EXERCISE OBJECTIVE:
Output all lines exactly, with nothing added or dropped.

——

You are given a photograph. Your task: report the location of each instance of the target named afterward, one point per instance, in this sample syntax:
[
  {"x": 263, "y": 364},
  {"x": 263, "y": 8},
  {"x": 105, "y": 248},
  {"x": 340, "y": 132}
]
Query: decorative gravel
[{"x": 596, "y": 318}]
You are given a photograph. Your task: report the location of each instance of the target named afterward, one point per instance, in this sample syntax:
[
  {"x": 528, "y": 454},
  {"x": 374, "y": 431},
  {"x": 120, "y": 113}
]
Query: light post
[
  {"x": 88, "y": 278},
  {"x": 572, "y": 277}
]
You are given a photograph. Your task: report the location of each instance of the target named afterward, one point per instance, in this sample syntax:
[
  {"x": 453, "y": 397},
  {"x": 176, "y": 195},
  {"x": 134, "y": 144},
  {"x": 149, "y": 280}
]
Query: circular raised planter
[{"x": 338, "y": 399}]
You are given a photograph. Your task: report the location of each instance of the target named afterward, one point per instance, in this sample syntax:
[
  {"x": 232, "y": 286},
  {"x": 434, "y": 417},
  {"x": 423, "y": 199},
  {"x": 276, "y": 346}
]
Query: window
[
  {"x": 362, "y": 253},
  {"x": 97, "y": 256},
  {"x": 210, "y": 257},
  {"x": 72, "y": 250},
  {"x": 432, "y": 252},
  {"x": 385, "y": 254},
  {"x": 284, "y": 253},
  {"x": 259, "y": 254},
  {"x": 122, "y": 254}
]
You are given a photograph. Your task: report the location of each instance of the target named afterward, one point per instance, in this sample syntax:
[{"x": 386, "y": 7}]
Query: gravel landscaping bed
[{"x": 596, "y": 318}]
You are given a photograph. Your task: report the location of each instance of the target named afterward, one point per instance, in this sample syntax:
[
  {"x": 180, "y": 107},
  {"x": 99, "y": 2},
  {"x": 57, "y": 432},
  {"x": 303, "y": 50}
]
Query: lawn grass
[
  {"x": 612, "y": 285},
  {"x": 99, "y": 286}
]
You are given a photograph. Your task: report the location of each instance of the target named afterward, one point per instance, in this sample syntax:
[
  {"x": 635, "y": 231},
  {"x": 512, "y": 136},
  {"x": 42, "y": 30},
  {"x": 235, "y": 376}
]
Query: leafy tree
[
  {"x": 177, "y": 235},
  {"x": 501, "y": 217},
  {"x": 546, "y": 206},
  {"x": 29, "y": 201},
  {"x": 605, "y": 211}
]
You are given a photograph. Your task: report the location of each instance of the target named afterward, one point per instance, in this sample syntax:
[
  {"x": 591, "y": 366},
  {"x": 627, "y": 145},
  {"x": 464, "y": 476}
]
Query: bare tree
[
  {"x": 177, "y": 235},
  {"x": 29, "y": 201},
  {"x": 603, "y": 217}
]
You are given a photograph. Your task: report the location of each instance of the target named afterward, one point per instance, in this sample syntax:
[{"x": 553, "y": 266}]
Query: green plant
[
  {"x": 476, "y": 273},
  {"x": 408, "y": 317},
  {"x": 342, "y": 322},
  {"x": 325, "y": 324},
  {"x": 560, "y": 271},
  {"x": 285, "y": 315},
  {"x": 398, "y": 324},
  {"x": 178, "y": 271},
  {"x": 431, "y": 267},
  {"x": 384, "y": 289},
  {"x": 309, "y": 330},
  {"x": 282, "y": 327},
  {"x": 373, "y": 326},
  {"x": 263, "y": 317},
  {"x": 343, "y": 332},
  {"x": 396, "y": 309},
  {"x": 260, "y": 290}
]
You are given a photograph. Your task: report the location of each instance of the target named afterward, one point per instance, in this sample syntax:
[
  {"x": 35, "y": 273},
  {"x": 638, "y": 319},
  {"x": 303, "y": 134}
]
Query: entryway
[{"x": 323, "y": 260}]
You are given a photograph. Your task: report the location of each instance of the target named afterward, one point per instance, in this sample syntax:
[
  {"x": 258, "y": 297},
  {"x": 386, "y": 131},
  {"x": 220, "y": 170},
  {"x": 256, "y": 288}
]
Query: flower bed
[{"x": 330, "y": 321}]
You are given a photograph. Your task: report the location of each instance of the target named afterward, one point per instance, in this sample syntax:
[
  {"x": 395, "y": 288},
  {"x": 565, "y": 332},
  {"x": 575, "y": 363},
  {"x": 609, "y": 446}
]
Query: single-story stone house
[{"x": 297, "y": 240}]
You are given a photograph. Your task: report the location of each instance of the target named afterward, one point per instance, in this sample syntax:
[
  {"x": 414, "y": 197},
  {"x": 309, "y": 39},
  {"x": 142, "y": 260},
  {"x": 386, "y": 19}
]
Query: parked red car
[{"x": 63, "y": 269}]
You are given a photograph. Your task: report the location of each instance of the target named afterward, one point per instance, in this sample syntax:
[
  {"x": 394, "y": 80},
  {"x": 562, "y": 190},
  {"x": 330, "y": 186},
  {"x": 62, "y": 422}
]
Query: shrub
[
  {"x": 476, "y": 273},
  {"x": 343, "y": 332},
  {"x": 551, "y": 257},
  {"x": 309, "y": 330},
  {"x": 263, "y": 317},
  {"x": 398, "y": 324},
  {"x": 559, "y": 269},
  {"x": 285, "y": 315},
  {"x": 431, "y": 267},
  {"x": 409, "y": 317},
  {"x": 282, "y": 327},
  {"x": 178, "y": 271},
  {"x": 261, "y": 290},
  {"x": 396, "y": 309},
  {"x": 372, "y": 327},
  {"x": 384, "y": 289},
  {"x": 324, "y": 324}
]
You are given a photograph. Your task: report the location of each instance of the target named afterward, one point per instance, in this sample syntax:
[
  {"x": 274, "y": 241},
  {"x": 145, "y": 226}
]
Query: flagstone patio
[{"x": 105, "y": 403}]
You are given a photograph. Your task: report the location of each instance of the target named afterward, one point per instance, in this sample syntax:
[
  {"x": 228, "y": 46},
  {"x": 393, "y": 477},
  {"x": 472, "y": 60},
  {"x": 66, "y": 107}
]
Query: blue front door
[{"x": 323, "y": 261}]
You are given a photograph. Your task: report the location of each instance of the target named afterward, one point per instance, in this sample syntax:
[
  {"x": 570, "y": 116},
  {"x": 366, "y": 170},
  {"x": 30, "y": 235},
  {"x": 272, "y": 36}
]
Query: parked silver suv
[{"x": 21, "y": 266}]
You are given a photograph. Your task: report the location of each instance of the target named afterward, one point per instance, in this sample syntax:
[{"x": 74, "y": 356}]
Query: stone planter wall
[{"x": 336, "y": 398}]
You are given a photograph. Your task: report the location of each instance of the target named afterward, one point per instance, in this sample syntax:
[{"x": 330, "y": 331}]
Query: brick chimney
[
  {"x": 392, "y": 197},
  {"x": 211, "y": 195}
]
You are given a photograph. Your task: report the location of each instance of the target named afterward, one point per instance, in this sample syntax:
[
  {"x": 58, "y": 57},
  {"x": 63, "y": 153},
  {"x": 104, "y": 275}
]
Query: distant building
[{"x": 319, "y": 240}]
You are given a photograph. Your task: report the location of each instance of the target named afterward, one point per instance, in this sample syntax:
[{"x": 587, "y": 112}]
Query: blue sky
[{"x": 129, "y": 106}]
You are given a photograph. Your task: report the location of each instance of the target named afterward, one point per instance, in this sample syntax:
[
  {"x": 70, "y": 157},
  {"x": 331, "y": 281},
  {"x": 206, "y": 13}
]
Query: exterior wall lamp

——

THE RESPONSE:
You are given a photograph. Your task: report the location of each instance of the target named afterward, one point per instance, in this sample syntax:
[
  {"x": 263, "y": 364},
  {"x": 263, "y": 8},
  {"x": 105, "y": 248},
  {"x": 340, "y": 132}
]
Query: decorative gravel
[{"x": 596, "y": 318}]
You are given a photograph. Your task: report the location of each instance of the target named afterward, one point per instance, in this sample syntax:
[
  {"x": 528, "y": 454},
  {"x": 374, "y": 431},
  {"x": 120, "y": 113}
]
Query: light post
[
  {"x": 88, "y": 278},
  {"x": 572, "y": 277}
]
You are given a photograph. Your task: report the location of each instance of the target named afterward, one point per instance, in this sample syntax:
[
  {"x": 453, "y": 397},
  {"x": 176, "y": 195},
  {"x": 134, "y": 144},
  {"x": 149, "y": 280}
]
Query: circular raised planter
[{"x": 338, "y": 399}]
You are given a photograph. Your task: report the location of each instance of the target named afterward, one point per instance, in this sample syntax:
[
  {"x": 232, "y": 286},
  {"x": 434, "y": 417},
  {"x": 423, "y": 199},
  {"x": 276, "y": 346}
]
Query: window
[
  {"x": 362, "y": 253},
  {"x": 97, "y": 256},
  {"x": 210, "y": 257},
  {"x": 72, "y": 250},
  {"x": 432, "y": 252},
  {"x": 385, "y": 254},
  {"x": 284, "y": 253},
  {"x": 259, "y": 254},
  {"x": 122, "y": 254}
]
You are given a photograph. Your task: report the location of each instance of the target named afterward, one point per instance, in this sample syntax:
[{"x": 386, "y": 7}]
Query: gravel landscaping bed
[{"x": 596, "y": 318}]
You are given a photograph. Your task: report the location of each instance of the target named afterward, one point per instance, in this sample syntax:
[
  {"x": 180, "y": 107},
  {"x": 99, "y": 2},
  {"x": 57, "y": 432},
  {"x": 303, "y": 50}
]
Query: lawn grass
[
  {"x": 612, "y": 285},
  {"x": 99, "y": 286}
]
You are given a photograph. Your task: report the location of each instance of the target named afterward, one point per instance, in this sample syntax:
[
  {"x": 635, "y": 231},
  {"x": 512, "y": 136},
  {"x": 42, "y": 30},
  {"x": 235, "y": 376}
]
Query: leafy tree
[
  {"x": 177, "y": 235},
  {"x": 501, "y": 217},
  {"x": 546, "y": 206},
  {"x": 29, "y": 201},
  {"x": 605, "y": 211}
]
You are given a photograph. Your task: report the location of each instance of the target named afterward, one point per instance, in this sample syntax:
[
  {"x": 591, "y": 366},
  {"x": 627, "y": 145},
  {"x": 464, "y": 476}
]
Query: bare tree
[
  {"x": 177, "y": 235},
  {"x": 29, "y": 201},
  {"x": 603, "y": 217}
]
You are given a photograph. Your task: report the location of each instance of the target named afterward, one point per instance, in this sample syntax:
[{"x": 553, "y": 266}]
Query: green plant
[
  {"x": 476, "y": 273},
  {"x": 408, "y": 317},
  {"x": 342, "y": 322},
  {"x": 325, "y": 324},
  {"x": 560, "y": 271},
  {"x": 285, "y": 315},
  {"x": 398, "y": 324},
  {"x": 178, "y": 271},
  {"x": 431, "y": 267},
  {"x": 384, "y": 289},
  {"x": 309, "y": 330},
  {"x": 282, "y": 327},
  {"x": 373, "y": 326},
  {"x": 263, "y": 317},
  {"x": 343, "y": 332},
  {"x": 396, "y": 309},
  {"x": 260, "y": 290}
]
You are given a photograph. Your task: report the location of each instance of the target named afterward, one point per instance, in this sample syntax:
[
  {"x": 35, "y": 273},
  {"x": 638, "y": 319},
  {"x": 303, "y": 134}
]
Query: entryway
[{"x": 323, "y": 260}]
You are given a photograph. Your task: report the location of each instance of the target named afterward, one point per instance, in this sample syntax:
[
  {"x": 258, "y": 297},
  {"x": 386, "y": 131},
  {"x": 220, "y": 170},
  {"x": 256, "y": 288}
]
Query: flower bed
[{"x": 330, "y": 321}]
You are given a photograph. Your task: report the location of each instance of the target named afterward, one point per instance, in this sample syntax:
[
  {"x": 395, "y": 288},
  {"x": 565, "y": 332},
  {"x": 575, "y": 363},
  {"x": 609, "y": 446}
]
Query: single-story stone house
[{"x": 297, "y": 240}]
You are given a photograph. Your task: report the location of each instance of the target named afterward, one point per instance, in this sample syntax:
[
  {"x": 414, "y": 197},
  {"x": 309, "y": 39},
  {"x": 142, "y": 260},
  {"x": 386, "y": 19}
]
Query: parked red car
[{"x": 63, "y": 269}]
You are given a photograph. Your task: report the location of each instance of the target named afterward, one point per instance, in this sample syntax:
[
  {"x": 394, "y": 80},
  {"x": 562, "y": 190},
  {"x": 330, "y": 186},
  {"x": 62, "y": 422}
]
Query: shrub
[
  {"x": 476, "y": 273},
  {"x": 343, "y": 332},
  {"x": 551, "y": 257},
  {"x": 309, "y": 330},
  {"x": 263, "y": 317},
  {"x": 398, "y": 324},
  {"x": 559, "y": 269},
  {"x": 285, "y": 315},
  {"x": 431, "y": 267},
  {"x": 409, "y": 317},
  {"x": 282, "y": 327},
  {"x": 178, "y": 271},
  {"x": 261, "y": 290},
  {"x": 396, "y": 309},
  {"x": 372, "y": 327},
  {"x": 384, "y": 289},
  {"x": 324, "y": 324}
]
You are given a photograph. Your task: report the location of each instance of the target named afterward, one point per instance, in this sample syntax:
[
  {"x": 274, "y": 241},
  {"x": 145, "y": 226}
]
Query: flagstone patio
[{"x": 105, "y": 403}]
You are given a photograph. Your task: report the location of each instance of the target named afterward, one point per instance, in this sample syntax:
[
  {"x": 228, "y": 46},
  {"x": 393, "y": 477},
  {"x": 472, "y": 60},
  {"x": 66, "y": 107}
]
Query: blue front door
[{"x": 323, "y": 261}]
You are given a photograph. Your task: report the location of each instance of the target named afterward, one point per instance, in this sample syntax:
[
  {"x": 570, "y": 116},
  {"x": 366, "y": 170},
  {"x": 30, "y": 235},
  {"x": 272, "y": 36}
]
Query: parked silver suv
[{"x": 21, "y": 266}]
You are given a photograph. Your task: report the location of each instance of the target named afterward, one point per instance, in this sample syntax:
[{"x": 74, "y": 356}]
Query: stone planter wall
[{"x": 336, "y": 398}]
You are given a photograph. Your task: report the location of each instance of the target named afterward, one point per instance, in this sample syntax:
[{"x": 330, "y": 331}]
Query: brick chimney
[
  {"x": 392, "y": 197},
  {"x": 211, "y": 195}
]
You are given a photograph. Your task: report the location of each instance of the target named afterward, one point per instance, in this sample syntax:
[
  {"x": 58, "y": 57},
  {"x": 63, "y": 153},
  {"x": 104, "y": 275}
]
Query: distant building
[{"x": 319, "y": 240}]
You are given a photograph. Your task: report the location of each instance of the target named afterward, one point per instance, in this sample syntax:
[{"x": 587, "y": 112}]
Query: blue sky
[{"x": 129, "y": 106}]
You are given a photograph. Your task: report the location of each instance of the target named afterward, one point per instance, in this sample syntax:
[
  {"x": 70, "y": 157},
  {"x": 331, "y": 281},
  {"x": 206, "y": 13}
]
Query: exterior wall lamp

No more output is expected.